▸ **PROVIDED TEXT**

----

Chilli breeding for subtropical Australia

I love jalapeño chillies, they are probably my favourite all rounder in the kitchen. I used to pickle them, make smoked jalapeños (chipotle) and use fresh in cooking. Since moving to a bit further north and closer to the coast than the last place, Jalapeños have struggled, even in our best chilli growing season, winter. Yep, on the Sunshine Coast winter is the best all round time for vegetable growing in the backyard I find; a low incidence of pests, diseases and more stable temperatures than spring and summer. Jalapeños get too much damage from Broad Mite (Polyphagotarsonemus latus) which distorts new growth, tips and fruit. We also get fruit fly pretty bad in warmer times and they just dissolve jalapeños. This is why I decided to try breeding a broad mite resistant cross between a jalapeño and another chilli I have been growing, Aji Trompito. Aji Trompito are funny looking little chillies with little or no heat BUT a smell and taste like Habanero chillies. They are most likely a Capsicum chinense species that I imported from Bolivia a few years ago. Capsicum chinense hybridise with Capsicum annuum readily, which is what jalapeños are.

Breeding chillies is relatively straight forward. Remove anthers from flower before they shed pollen and then transfer other pollen from a chilli to the stigma, keep out bugs for a day or two and if it sticks, it will grow and will look the same but will carry the hybrid seed from which we breed further.

----

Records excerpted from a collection
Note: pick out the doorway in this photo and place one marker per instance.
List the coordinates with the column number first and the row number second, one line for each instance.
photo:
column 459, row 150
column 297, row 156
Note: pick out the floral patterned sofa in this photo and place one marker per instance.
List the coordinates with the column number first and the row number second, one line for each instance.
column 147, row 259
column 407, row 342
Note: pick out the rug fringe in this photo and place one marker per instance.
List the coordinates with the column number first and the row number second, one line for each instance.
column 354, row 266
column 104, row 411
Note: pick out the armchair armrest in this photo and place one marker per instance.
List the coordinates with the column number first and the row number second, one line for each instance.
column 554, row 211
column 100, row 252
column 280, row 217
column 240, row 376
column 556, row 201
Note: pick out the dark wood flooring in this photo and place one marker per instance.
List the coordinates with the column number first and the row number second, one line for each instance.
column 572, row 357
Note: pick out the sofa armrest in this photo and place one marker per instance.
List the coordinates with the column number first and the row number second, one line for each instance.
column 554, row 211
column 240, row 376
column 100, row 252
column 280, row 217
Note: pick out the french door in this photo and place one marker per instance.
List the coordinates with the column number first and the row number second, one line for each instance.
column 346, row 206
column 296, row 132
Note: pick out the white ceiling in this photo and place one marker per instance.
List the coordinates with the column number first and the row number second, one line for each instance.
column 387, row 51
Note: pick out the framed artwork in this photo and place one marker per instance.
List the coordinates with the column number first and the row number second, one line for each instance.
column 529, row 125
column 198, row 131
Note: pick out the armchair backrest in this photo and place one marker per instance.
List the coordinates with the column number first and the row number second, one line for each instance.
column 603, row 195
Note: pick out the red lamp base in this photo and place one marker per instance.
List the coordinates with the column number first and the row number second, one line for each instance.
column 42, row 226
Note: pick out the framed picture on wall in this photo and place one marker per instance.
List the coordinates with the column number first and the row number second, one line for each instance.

----

▸ **REQUIREMENT 1**
Answer these questions from the chilli breeding text:
(a) Which season does the writer find best for backyard vegetable growing on the Sunshine Coast?
(b) Which pest distorts the new growth, tips and fruit of the jalapeños?
(c) From which country was the Aji Trompito imported?
▸ **REQUIREMENT 2**
Write the next part of the chilli breeding text, starting after its last sentence.

▸ **RESULT 1**
(a) Winter
(b) Broad Mite (Polyphagotarsonemus latus)
(c) Bolivia

▸ **RESULT 2**
Ok so the Aji Trompito x Jalapeño F1 hybrids were a great stocky little plant, excellent broad mite resistance and a huge amount of mini jalapeno type chillies with a good heat. To stabilise a new variety though we have to keep breeding as the second generation (F2) show lots of different gene combinations and variety. Keep selecting and striving for the chilli that you are after, generation after generation. This narrows the gene pool and you get the majority of individuals looking the same.

After 4 generations this is what I have been selecting for, see picture. Short stocky plants with an abundance of medium heat fruit with great broad mite resistance.

Trompeno Chilli on the bush
Trompeno Chilli cut in half

After 6 generations I hopefully have something stable enough to release as a new variety. Something which I am calling Trompeno, simply a blend of the two chilli names.